Named object pointing entries:
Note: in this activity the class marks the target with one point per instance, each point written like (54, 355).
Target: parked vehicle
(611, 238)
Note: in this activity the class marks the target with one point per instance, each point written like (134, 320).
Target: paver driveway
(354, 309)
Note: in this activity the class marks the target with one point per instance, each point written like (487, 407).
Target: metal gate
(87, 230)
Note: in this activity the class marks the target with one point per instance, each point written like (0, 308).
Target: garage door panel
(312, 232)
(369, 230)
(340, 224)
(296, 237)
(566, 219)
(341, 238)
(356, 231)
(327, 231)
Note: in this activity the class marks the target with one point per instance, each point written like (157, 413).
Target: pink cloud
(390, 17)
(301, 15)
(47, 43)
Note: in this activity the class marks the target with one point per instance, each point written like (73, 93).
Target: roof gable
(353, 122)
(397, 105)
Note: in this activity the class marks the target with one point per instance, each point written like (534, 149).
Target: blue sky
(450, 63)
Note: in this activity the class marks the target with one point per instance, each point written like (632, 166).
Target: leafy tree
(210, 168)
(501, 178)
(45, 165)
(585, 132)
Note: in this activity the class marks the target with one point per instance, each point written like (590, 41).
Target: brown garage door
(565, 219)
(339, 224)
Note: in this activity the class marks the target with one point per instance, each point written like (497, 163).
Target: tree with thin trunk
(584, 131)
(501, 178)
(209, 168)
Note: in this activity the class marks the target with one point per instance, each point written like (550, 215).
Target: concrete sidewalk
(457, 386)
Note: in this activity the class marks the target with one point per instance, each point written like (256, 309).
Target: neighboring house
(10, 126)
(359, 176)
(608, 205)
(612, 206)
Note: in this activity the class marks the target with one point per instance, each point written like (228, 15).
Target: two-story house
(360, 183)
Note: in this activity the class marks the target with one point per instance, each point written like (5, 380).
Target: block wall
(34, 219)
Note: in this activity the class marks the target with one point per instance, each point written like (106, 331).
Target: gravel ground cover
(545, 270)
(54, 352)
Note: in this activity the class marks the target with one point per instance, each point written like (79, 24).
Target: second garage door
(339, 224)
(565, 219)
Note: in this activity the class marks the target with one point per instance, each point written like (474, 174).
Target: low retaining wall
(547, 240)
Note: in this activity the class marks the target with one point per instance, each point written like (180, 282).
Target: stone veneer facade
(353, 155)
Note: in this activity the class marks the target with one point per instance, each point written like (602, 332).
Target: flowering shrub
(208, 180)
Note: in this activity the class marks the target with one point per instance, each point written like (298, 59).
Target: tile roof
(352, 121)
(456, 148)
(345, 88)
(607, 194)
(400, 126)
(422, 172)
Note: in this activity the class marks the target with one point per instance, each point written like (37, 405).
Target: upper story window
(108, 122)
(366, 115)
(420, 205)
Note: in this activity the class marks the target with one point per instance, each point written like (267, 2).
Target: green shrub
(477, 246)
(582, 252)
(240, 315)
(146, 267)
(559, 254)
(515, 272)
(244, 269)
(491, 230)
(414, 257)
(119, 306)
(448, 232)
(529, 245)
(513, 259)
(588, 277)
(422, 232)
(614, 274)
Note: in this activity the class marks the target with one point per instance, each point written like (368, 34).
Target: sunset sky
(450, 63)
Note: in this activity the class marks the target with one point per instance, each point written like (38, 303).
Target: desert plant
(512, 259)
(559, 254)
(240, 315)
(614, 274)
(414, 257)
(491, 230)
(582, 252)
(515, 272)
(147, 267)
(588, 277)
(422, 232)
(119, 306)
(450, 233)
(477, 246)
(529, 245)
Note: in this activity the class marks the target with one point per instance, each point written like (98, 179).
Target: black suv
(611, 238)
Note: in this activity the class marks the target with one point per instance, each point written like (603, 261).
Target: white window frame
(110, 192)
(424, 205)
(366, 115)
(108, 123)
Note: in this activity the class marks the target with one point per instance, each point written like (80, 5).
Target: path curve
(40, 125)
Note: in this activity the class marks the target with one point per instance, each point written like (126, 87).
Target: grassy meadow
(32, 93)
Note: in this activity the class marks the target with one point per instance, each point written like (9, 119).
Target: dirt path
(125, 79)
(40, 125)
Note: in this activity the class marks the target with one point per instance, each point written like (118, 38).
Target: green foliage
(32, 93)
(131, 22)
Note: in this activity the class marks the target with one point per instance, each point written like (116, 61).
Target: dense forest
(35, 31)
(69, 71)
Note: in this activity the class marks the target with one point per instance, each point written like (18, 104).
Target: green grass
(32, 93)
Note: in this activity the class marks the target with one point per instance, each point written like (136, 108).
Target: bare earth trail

→ **Task instructions**: Give the listing again, word for word.

→ **Solution**:
Note: in this activity the class marks the target with one point per instance, each point written like (54, 355).
Target: parked vehicle
(611, 238)
Note: in this activity the class marks the target with one point per instance, each point written like (134, 320).
Target: paver driveway
(354, 309)
Note: in this activity the class marks the target with one point per instance, each point written like (487, 407).
Target: metal gate
(87, 230)
Note: in this activity the class marks the target with one point per instance, each point written like (0, 308).
Target: garage door panel
(312, 232)
(369, 230)
(340, 224)
(296, 237)
(566, 219)
(341, 238)
(356, 231)
(327, 231)
Note: in this activity the class marks the target with one point per instance, each point written like (157, 413).
Target: pink cloud
(390, 17)
(301, 15)
(47, 43)
Note: in this activity the class marks the target with one point per instance, each point written like (73, 93).
Target: roof gable
(353, 122)
(397, 105)
Note: in this activity the class marks the target with one point per instance, each point written like (534, 149).
Target: blue sky
(450, 63)
Note: in this activity the class marks the target with one point per instance, each point written like (632, 166).
Target: leafy tree
(210, 168)
(501, 178)
(45, 165)
(585, 132)
Note: in this activity the class marks the target with one point per instance, each point written like (590, 41).
Target: brown garage door
(565, 219)
(339, 224)
Note: in this activity the class marks the target with one point per instance, each point written like (497, 163).
Target: tree with thin trunk
(584, 131)
(501, 178)
(209, 168)
Note: in this activity the class marks the target with one point per instance, each point written like (550, 215).
Target: concrete sidewalk
(457, 386)
Note: in this activity the class marks the target with one point per instance, each point written like (256, 309).
Target: neighboring house
(10, 126)
(359, 176)
(608, 205)
(612, 206)
Note: in this activity the class marks the target with one point per instance, each point written like (228, 15).
Target: two-story house
(360, 183)
Note: in this activity the class marks the target with one point per instance, each point written like (5, 380).
Target: block wall
(34, 219)
Note: in this activity the class marks the target with one point per instance, each point written like (106, 331).
Target: gravel ground cover
(545, 270)
(54, 352)
Note: in this activity the class marks the target with one point per instance, each point written like (79, 24).
Target: second garage door
(339, 224)
(565, 219)
Note: in this activity the class marks the target with one point per instance, each point written like (474, 174).
Target: low retaining wall
(547, 240)
Note: in this activity the class marks the target with one point per instance, each point written like (180, 282).
Target: stone veneer facade
(353, 155)
Note: in this activity the class marks the target with one point per instance, each point written like (602, 332).
Target: flowering shrub
(208, 180)
Note: in this activity the class marks the target with one point per instance, each point written like (298, 59).
Target: tile roof
(352, 121)
(456, 148)
(345, 88)
(607, 194)
(400, 126)
(422, 172)
Note: in this activity the class marks the target with one point per instance, each point written like (37, 405).
Target: upper story window
(108, 122)
(366, 115)
(420, 205)
Note: in this activity the class marks the target with one point per instance, each point written like (267, 2).
Target: green shrub
(477, 246)
(582, 252)
(240, 315)
(146, 267)
(559, 254)
(515, 272)
(244, 269)
(491, 230)
(414, 257)
(119, 306)
(448, 232)
(529, 245)
(513, 259)
(588, 277)
(422, 232)
(614, 274)
Note: in this activity the class marks the target with one point per instance, each point written like (368, 34).
Target: sunset sky
(450, 63)
Note: in this activity the class marks the target with one point per instance, each point written like (38, 303).
Target: desert plant
(512, 259)
(559, 254)
(240, 315)
(614, 274)
(414, 257)
(491, 230)
(582, 252)
(515, 272)
(147, 267)
(588, 277)
(422, 232)
(119, 306)
(450, 233)
(477, 246)
(529, 245)
Note: in this activity the class marks the target with one point per instance, each point written like (98, 179).
Target: black suv
(611, 238)
Note: in this activity the class marks the target with one point per instance, each point written like (603, 261).
Target: white window frame
(110, 192)
(424, 205)
(366, 115)
(108, 123)
Note: in this activity the class marks the target with one point per instance, each point written like (80, 5).
Target: path curve
(40, 125)
Note: in this activity the class marks the target with one point per instance, each point written like (126, 87).
Target: grassy meadow
(32, 93)
Note: in this activity the class marks the target with one point per instance, each point written like (9, 119).
Target: dirt path
(125, 79)
(40, 125)
Note: in this activity the class marks the target with one point per instance, each point written like (118, 38).
Target: green foliage
(32, 93)
(131, 22)
Note: in this activity the class marks the target with one point per instance, each point written like (116, 61).
Target: dense forest
(35, 31)
(69, 71)
Note: in this activity the class marks the target with one point per instance, each point written like (18, 104).
Target: green grass
(32, 93)
Note: in this activity the class marks the target with one point per instance, each point written like (136, 108).
Target: bare earth trail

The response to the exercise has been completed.